# REQUEST 1
Name each language or notation in which the constraints text shows a constraint being expressed.
# REQUEST 2
Rewrite the part of the constraints text starting at "List<String> nickNames" and ending at "given object type.", substituting "participants" for "members".

It's not obvious how cardinality constraints could be checked in an SQL database, as there is no explicit concept of cardinality constraints in SQL, and the generic form of constraint expressions in SQL, assertions, are not supported by available DBMSs. However, it seems that the best way to implement a minimum (resp. maximum) cardinality constraint is an on-delete (resp. on-insert) trigger that tests the number of rows with the same reference as the deleted (resp. inserted) row.

In JavaScript, we can encode a cardinality constraint validation by testing the size of the property's value set, as illustrated in the following example:

Person.checkNickNames = function (nickNames) {
  if (nickNames.length > 3) {
    return "There must be no more than 3 nicknames!";
  } else return "";
};

With Java Bean Validation annotations, we can specify

@Size( max=3) 
List<String> nickNames
@Size( min=3, max=5) 
List<Person> members

Uniqueness Constraints

A uniqueness constraint (or key constraint) requires that a property's value is unique among all instances of the given object type.

For instance, for the object type Book we should define the isbn attribute to be a key (unique). We can express this in a UML class diagram by appending the (user-defined) property modifier keyword key in curly braces to the attribute's definition in the Book class rectangle shown in the following diagram:

In an SQL table creation statement, a uniqueness constraint is expressed by appending the keyword UNIQUE to the column definition as in the following example:

CREATE TABLE books(
  isbn   VARCHAR(10) NOT NULL UNIQUE,
  title  VARCHAR(50) NOT NULL
)

Raw records:
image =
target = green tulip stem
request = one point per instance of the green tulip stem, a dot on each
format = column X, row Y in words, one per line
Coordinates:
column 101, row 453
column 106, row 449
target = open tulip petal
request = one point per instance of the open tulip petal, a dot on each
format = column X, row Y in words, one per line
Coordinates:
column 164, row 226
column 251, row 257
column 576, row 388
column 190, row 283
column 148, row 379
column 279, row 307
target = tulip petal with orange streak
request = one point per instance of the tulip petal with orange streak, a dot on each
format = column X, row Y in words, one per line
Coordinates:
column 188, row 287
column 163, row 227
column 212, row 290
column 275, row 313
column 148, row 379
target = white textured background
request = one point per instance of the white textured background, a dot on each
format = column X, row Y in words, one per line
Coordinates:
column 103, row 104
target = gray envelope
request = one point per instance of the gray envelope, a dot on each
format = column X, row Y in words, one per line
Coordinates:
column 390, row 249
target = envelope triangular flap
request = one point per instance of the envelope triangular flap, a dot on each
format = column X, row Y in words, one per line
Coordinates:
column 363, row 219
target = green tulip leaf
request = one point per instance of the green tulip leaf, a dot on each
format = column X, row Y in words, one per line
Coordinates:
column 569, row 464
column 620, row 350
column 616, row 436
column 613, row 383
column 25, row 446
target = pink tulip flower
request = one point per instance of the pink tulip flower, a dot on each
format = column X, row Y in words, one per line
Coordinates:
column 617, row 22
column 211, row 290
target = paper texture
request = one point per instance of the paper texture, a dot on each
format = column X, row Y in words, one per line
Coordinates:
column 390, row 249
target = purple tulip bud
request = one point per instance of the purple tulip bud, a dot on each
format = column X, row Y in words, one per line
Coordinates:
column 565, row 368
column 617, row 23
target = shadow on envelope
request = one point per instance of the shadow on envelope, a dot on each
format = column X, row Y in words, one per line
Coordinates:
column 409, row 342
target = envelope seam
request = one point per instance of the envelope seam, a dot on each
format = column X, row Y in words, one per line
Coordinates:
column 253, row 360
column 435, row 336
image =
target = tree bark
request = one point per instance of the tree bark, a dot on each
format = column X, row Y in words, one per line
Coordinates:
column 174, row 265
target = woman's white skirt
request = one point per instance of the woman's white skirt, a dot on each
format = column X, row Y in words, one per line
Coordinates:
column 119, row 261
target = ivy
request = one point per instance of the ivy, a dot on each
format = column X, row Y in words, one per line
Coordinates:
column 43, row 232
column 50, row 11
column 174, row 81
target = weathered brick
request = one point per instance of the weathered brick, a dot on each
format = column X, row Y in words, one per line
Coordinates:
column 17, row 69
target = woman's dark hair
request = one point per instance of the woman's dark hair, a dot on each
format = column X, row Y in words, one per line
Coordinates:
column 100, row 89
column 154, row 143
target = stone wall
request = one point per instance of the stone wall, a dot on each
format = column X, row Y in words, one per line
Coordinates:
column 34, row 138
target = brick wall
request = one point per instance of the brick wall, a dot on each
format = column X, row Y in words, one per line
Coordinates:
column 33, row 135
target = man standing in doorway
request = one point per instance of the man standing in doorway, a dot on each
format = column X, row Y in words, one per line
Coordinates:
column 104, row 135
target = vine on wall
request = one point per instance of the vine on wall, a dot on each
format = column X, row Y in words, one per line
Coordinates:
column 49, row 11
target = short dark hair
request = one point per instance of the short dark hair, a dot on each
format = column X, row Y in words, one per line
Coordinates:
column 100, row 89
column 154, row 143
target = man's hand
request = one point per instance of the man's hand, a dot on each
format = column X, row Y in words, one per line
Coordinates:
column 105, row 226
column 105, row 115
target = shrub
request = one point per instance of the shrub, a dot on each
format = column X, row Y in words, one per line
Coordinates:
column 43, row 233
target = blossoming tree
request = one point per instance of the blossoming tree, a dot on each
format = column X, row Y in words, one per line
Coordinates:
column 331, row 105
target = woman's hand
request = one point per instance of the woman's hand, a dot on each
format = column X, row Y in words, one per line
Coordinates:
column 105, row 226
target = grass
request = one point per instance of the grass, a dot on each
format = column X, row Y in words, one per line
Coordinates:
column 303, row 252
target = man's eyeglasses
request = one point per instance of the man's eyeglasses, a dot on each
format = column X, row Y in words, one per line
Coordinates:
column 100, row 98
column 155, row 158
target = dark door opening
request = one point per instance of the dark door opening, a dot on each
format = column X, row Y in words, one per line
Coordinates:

# EXERCISE RESPONSE 1
SQL, JavaScript, Java Bean Validation annotations, UML class diagram

# EXERCISE RESPONSE 2
List<String> nickNames
@Size( min=3, max=5) 
List<Person> participants

Uniqueness Constraints

A uniqueness constraint (or key constraint) requires that a property's value is unique among all instances of the given object type.